Extrait cité

_ _ _ _

A l’opposé, Emmanuel Macron a capté le vote d’une France « optimiste » et ouverte sur le monde, d’avis que la mondialisation est une chance, ou qu’en tous cas on ne doit pas faire marche arrière. Son électorat est très large, avec une belle homogénéité des scores sur l’ensemble des catégories socio-démographiques. Il recueille autour de 25% des suffrages dans toutes les catégories d’âges, dans les villes et presque autant en zones rurales, sur l’ensemble des actifs, des retraités, des salariés… Les meilleurs scores sont enregistrés chez les cadres (37%) et les plus diplômés (2e et 3e cycles, 35%), seules les PCS- (18% chez les employés, 15% chez les ouvriers), les non-bacheliers (17%) et les chômeurs (14%) ont été sensiblement moins convaincus. Les PCS- sont aussi les seules catégories où il est aujourd’hui devancé dans les intentions de vote second tour par Marine Le Pen (55%/45% chez les employés, 60%/40% chez les ouvriers).

Politiquement, l’électorat d’Emmanuel Macron est très largement de gauche, au sens Parti démocrate américain du terme. Un tiers de ceux qui ont voté pour lui au premier tour se déclarent proches du PS et de ses alliés, un tiers se déclarent proches d’En Marche, 10% proches du Modem, 10% proches d’aucun parti. Au final, les sympathisants clairement de droite n’ont représenté que 10% de l’ensemble de ses électeurs. Emmanuel Macron a capté le vote de plus de 40% des sympathisants socialistes, presque autant que Benoît Hamon (25%) et Jean-Luc Mélenchon (25%) réunis.

Fort de 19,6% des suffrages, Jean-Luc Mélenchon a permis à la gauche « radicale » d’obtenir son meilleur score depuis 1969. Il a réussi à concurrencer Marine Le Pen chez les jeunes et dans les catégories populaires, tout en aspirant l’électorat plus traditionnellement enclin à voter socialiste au sein des actifs et des PCS+. La porosité entre l’électorat Hamon et Mélenchon a été très importante, vers Hamon au sortir de la primaire, vers Mélenchon pendant la campagne électorale. Le vote utile a démonétisé la candidature Hamon, la perte d’une première vague d’électeurs vers Emmanuel Macron au moment du retrait de François Bayrou (jouer la gagne, devancer Fillon) a été décisive. Elle a tassé le candidat PS sous les 15%, à portée d’un retour de Mélenchon, quasiment jamais tombé sous les 10%. Quand les courbes se sont croisées, la chute de Benoît Hamon a été vertigineuse, avec une perte moyenne d’1 point tous les 3 jours. La bascule s’est faite au moment du premier débat télévisé (20 mars), mais Jean-Luc Mélenchon était revenu au coude à coude une semaine avant. Les Insoumis ont fait la meilleure campagne, l’accord du PS avec EELV a permis de retarder l’échéance.

_ _ _ _

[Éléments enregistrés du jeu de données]

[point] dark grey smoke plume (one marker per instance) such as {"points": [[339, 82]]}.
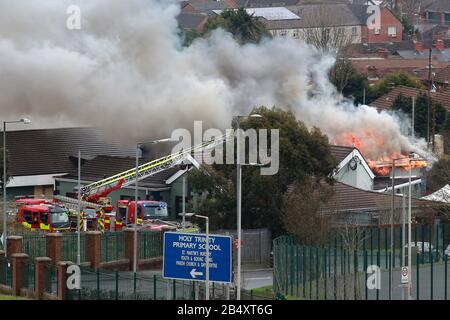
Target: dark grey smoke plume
{"points": [[126, 70]]}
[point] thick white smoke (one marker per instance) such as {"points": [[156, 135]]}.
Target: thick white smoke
{"points": [[126, 69]]}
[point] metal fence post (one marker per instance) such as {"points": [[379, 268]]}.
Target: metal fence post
{"points": [[117, 285], [355, 270], [365, 273], [154, 287], [445, 277], [296, 267], [98, 284], [134, 282], [378, 263], [417, 275], [304, 271], [174, 294], [325, 272], [335, 269], [310, 271]]}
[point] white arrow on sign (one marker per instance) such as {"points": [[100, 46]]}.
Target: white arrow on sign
{"points": [[194, 274]]}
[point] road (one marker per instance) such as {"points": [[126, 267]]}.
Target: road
{"points": [[150, 284], [257, 278]]}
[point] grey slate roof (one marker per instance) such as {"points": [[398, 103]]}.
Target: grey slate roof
{"points": [[340, 152], [348, 15], [188, 20], [49, 151], [105, 166], [413, 54], [265, 3]]}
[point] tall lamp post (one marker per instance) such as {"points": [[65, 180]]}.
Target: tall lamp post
{"points": [[5, 216], [138, 148], [238, 199], [206, 254]]}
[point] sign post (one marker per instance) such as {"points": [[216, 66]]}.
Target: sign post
{"points": [[405, 275], [185, 257]]}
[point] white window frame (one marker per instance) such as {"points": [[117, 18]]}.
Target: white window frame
{"points": [[392, 35]]}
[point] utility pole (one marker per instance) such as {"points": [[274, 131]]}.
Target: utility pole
{"points": [[429, 97], [412, 120], [392, 226], [409, 239], [79, 210]]}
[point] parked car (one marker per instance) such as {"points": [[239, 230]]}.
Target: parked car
{"points": [[447, 251], [426, 252]]}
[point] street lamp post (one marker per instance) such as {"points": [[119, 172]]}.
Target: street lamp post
{"points": [[206, 255], [5, 216], [238, 200], [138, 147], [409, 238]]}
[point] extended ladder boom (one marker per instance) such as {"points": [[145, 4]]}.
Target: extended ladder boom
{"points": [[148, 169]]}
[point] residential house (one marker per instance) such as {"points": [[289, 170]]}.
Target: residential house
{"points": [[385, 102], [352, 169], [43, 162], [437, 13], [192, 21], [350, 205]]}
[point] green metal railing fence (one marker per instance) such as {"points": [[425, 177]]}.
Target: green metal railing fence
{"points": [[112, 246], [115, 285], [339, 270], [69, 247], [150, 244]]}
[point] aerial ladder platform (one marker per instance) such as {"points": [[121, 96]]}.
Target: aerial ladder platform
{"points": [[102, 187]]}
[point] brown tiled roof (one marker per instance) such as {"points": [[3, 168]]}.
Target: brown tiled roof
{"points": [[443, 76], [385, 102], [104, 166], [348, 198], [382, 67], [48, 151], [382, 183]]}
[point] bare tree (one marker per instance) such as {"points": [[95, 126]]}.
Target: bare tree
{"points": [[328, 31], [303, 214]]}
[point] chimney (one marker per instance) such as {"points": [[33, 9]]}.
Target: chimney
{"points": [[440, 44], [419, 46], [383, 53]]}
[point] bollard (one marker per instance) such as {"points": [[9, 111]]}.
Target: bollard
{"points": [[128, 238], [54, 243], [18, 262], [62, 278], [14, 245], [41, 278], [93, 248]]}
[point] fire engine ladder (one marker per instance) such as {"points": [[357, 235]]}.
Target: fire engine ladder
{"points": [[72, 203], [153, 167]]}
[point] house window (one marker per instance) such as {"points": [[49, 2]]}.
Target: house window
{"points": [[392, 32], [433, 17]]}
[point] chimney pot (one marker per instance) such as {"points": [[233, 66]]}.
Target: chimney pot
{"points": [[419, 46], [440, 44]]}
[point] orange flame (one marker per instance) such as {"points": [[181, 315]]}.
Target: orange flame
{"points": [[383, 165]]}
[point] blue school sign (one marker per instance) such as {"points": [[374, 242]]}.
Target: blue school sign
{"points": [[184, 257]]}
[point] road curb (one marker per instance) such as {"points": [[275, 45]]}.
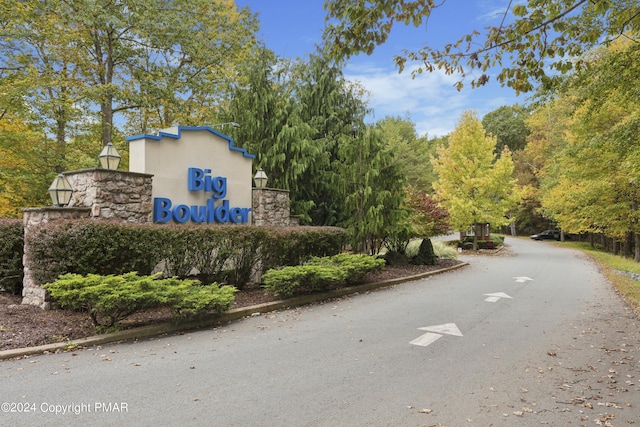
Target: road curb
{"points": [[228, 316]]}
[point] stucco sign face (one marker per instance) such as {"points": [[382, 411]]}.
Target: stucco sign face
{"points": [[216, 187], [199, 176]]}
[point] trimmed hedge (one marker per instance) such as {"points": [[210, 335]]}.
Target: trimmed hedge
{"points": [[11, 252], [215, 253], [110, 299], [320, 274]]}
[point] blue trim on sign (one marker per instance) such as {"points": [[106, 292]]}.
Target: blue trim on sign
{"points": [[160, 135]]}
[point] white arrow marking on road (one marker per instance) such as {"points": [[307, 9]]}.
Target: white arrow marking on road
{"points": [[425, 339], [446, 328], [435, 332], [496, 296]]}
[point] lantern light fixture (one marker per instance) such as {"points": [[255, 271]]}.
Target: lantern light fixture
{"points": [[60, 191], [109, 157], [260, 179]]}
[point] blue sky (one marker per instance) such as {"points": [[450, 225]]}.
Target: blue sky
{"points": [[292, 28]]}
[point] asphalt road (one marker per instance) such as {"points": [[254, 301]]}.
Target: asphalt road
{"points": [[532, 337]]}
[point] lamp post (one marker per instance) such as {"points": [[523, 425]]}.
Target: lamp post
{"points": [[234, 124], [260, 179], [109, 157], [60, 191]]}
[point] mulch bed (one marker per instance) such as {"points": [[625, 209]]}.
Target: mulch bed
{"points": [[26, 326]]}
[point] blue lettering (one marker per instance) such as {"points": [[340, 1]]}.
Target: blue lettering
{"points": [[219, 187], [161, 209], [222, 212], [196, 181], [198, 213], [181, 213], [201, 180]]}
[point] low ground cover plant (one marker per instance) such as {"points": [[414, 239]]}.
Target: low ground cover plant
{"points": [[110, 299], [320, 274]]}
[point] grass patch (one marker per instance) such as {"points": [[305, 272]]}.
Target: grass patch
{"points": [[609, 265]]}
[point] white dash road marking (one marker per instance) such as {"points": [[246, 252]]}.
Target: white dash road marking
{"points": [[435, 332], [496, 296]]}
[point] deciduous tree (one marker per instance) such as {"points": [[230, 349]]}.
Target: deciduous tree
{"points": [[473, 185], [534, 42]]}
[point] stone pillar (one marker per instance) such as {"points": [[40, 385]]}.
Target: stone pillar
{"points": [[272, 207], [32, 292], [97, 194], [124, 196]]}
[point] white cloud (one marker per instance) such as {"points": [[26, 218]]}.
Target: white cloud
{"points": [[431, 99]]}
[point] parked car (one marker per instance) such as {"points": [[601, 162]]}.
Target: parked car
{"points": [[547, 235]]}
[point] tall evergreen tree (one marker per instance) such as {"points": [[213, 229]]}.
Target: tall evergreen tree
{"points": [[472, 184]]}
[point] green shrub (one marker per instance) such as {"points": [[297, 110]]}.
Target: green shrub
{"points": [[11, 251], [425, 255], [320, 274], [356, 266], [443, 250], [216, 253], [110, 299], [303, 279]]}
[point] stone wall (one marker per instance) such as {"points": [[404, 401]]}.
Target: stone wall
{"points": [[33, 294], [271, 207], [124, 196], [97, 194]]}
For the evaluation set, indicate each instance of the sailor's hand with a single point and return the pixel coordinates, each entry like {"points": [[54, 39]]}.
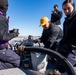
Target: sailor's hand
{"points": [[21, 48]]}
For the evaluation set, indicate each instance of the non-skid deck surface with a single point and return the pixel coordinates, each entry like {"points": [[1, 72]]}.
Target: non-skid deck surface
{"points": [[12, 71]]}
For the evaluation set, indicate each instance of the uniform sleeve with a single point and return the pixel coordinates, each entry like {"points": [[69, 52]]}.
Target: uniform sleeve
{"points": [[58, 15]]}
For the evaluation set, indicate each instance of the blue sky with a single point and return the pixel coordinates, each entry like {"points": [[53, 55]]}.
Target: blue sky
{"points": [[25, 14]]}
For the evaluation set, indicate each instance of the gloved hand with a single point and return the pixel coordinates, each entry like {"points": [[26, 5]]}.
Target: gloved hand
{"points": [[21, 48], [36, 40]]}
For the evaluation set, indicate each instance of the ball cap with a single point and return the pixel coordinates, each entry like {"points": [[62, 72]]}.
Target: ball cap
{"points": [[43, 21]]}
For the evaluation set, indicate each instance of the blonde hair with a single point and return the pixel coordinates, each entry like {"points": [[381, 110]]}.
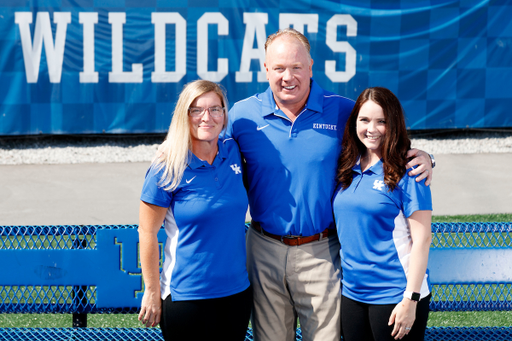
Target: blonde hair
{"points": [[176, 149], [291, 32]]}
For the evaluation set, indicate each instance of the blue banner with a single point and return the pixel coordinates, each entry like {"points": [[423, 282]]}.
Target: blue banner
{"points": [[117, 66]]}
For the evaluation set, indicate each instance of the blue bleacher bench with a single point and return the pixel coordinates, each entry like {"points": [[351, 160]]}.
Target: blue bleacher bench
{"points": [[91, 269]]}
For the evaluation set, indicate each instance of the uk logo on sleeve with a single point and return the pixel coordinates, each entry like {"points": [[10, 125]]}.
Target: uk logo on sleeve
{"points": [[378, 184], [236, 168]]}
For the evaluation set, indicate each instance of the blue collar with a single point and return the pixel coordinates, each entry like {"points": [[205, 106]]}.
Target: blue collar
{"points": [[194, 162], [376, 169], [315, 100]]}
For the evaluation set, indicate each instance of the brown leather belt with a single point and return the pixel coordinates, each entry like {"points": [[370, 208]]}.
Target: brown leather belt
{"points": [[294, 240]]}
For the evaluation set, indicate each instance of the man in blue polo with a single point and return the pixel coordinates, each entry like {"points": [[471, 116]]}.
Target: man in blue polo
{"points": [[290, 137]]}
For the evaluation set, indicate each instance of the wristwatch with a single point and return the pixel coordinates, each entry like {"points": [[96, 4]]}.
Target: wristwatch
{"points": [[432, 160], [413, 296]]}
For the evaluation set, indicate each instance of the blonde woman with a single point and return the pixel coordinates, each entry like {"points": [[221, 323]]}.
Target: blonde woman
{"points": [[195, 188]]}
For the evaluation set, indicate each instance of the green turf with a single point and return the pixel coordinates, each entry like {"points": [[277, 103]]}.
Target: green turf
{"points": [[500, 318]]}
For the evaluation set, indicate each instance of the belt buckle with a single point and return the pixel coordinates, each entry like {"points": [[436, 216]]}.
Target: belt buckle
{"points": [[288, 237]]}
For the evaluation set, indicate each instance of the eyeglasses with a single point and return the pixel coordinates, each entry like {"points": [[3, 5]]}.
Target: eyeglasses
{"points": [[199, 112]]}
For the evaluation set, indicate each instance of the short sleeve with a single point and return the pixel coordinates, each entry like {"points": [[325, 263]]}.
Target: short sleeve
{"points": [[416, 196], [152, 192]]}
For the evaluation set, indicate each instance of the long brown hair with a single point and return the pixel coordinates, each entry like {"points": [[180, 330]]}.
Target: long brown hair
{"points": [[395, 145]]}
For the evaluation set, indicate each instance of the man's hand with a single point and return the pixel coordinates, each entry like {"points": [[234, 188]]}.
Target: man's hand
{"points": [[422, 160]]}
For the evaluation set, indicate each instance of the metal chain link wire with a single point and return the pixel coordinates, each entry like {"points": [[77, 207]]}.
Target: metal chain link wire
{"points": [[60, 299]]}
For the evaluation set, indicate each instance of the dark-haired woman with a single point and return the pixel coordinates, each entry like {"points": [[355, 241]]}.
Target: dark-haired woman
{"points": [[383, 219]]}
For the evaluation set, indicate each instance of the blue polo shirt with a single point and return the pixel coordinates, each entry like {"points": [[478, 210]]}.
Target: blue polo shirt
{"points": [[290, 167], [205, 247], [374, 235]]}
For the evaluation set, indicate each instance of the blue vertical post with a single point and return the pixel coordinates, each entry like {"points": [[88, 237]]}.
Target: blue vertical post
{"points": [[79, 292]]}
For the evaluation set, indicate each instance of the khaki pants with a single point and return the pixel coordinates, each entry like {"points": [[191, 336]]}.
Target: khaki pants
{"points": [[294, 281]]}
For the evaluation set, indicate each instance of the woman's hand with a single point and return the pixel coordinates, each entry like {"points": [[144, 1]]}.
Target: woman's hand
{"points": [[424, 163], [150, 221], [151, 309], [403, 317]]}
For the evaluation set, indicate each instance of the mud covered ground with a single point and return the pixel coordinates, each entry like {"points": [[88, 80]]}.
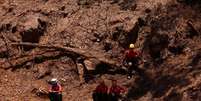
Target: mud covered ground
{"points": [[81, 41]]}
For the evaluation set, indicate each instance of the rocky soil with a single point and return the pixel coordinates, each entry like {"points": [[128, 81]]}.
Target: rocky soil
{"points": [[81, 41]]}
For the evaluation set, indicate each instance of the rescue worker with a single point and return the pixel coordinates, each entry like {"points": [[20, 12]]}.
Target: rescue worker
{"points": [[100, 93], [55, 90], [115, 91], [131, 60]]}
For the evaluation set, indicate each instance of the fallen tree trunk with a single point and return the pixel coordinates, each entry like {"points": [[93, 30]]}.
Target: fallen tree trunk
{"points": [[102, 57]]}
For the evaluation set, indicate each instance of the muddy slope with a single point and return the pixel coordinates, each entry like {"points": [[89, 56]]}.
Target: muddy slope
{"points": [[84, 40]]}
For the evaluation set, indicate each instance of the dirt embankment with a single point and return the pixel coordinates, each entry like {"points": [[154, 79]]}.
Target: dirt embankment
{"points": [[80, 41]]}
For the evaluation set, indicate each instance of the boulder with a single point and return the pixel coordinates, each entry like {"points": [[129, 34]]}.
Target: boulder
{"points": [[91, 64]]}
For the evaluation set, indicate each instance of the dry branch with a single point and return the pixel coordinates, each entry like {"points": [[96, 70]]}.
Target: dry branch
{"points": [[82, 52]]}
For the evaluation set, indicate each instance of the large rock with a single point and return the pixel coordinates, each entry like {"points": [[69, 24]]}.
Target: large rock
{"points": [[33, 28], [91, 64]]}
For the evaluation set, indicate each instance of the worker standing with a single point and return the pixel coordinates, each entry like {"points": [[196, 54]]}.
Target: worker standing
{"points": [[55, 90], [131, 60]]}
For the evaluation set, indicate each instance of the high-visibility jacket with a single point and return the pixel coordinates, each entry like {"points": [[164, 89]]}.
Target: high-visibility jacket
{"points": [[117, 90], [101, 88], [55, 88], [131, 54]]}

_ _ _ _

Énoncé A
Recopiez le passage de l'extrait sur le vote du premier tour compris entre "Politiquement, l’électorat d’Emmanuel" et "Mélenchon (25%) réunis.", bornes incluses, en substituant "partisans" à "sympathisants".
Énoncé B
Dressez la liste de toutes les personnalités politiques nommées dans l'extrait sur le vote du premier tour.
Énoncé C
Poursuivez l'extrait sur le vote du premier tour à partir de sa dernière phrase.
Les données proviennent d'une autre source que l'extrait.

Espace de réponse A
Politiquement, l’électorat d’Emmanuel Macron est très largement de gauche, au sens Parti démocrate américain du terme. Un tiers de ceux qui ont voté pour lui au premier tour se déclarent proches du PS et de ses alliés, un tiers se déclarent proches d’En Marche, 10% proches du Modem, 10% proches d’aucun parti. Au final, les partisans clairement de droite n’ont représenté que 10% de l’ensemble de ses électeurs. Emmanuel Macron a capté le vote de plus de 40% des partisans socialistes, presque autant que Benoît Hamon (25%) et Jean-Luc Mélenchon (25%) réunis.

Espace de réponse B
Emmanuel Macron, Marine Le Pen, Benoît Hamon, Jean-Luc Mélenchon, François Bayrou, Fillon

Espace de réponse C
Dans le contexte Fillon / Le Pen, le vote utile l’a donc emporté sur le vote pour. Symptomatiquement, l’éclatement des thèmes de campagne restera comme une caractéristique du scrutin 2017. L’insécurité s’était imposée en 2002 (la question avait déterminé le choix de 58% des électeurs), le chômage et le pouvoir d’achat en 2007 (en tête des enjeux avec plus de 40% de citations chacun), le pouvoir d’achat et la crise économique et financière en 2012 (respectivement 46% et 42% de citations)[1]. Cette année les enjeux ont été multiples, propres à chaque électorat, et aucun n’est vraiment sorti du lot. L’environnement a même été relégué au second plan.

Les mesures d’intentions de vote réalisées depuis le 1er tour confirment le statut de  favori du leader d’En Marche, pour sera probablement le huitième Président de la Vème République. Crédité de 60% d’intentions de vote, il devance Marine Le Pen (40%) de 20 points. La matrice de reports de voix entre le premier et le second tour est très favorable à Emmanuel Macron : 60% des électeurs de Jean-Luc Mélenchon, la moitié des électeurs de François Fillon, 80% des électeurs de Benoît Hamon ont l’intention de voter pour lui. Et la quasi-totalité de ceux qui choisissent Emmanuel Macron déclarent que leur choix est définitif. Même les électeurs de Marine Le Pen sont partagés sur les chances de victoire de leur candidate : si 40% d’entre eux pensent qu’elle va gagner, la même proportion voient plutôt une victoire d’Emmanuel Macron.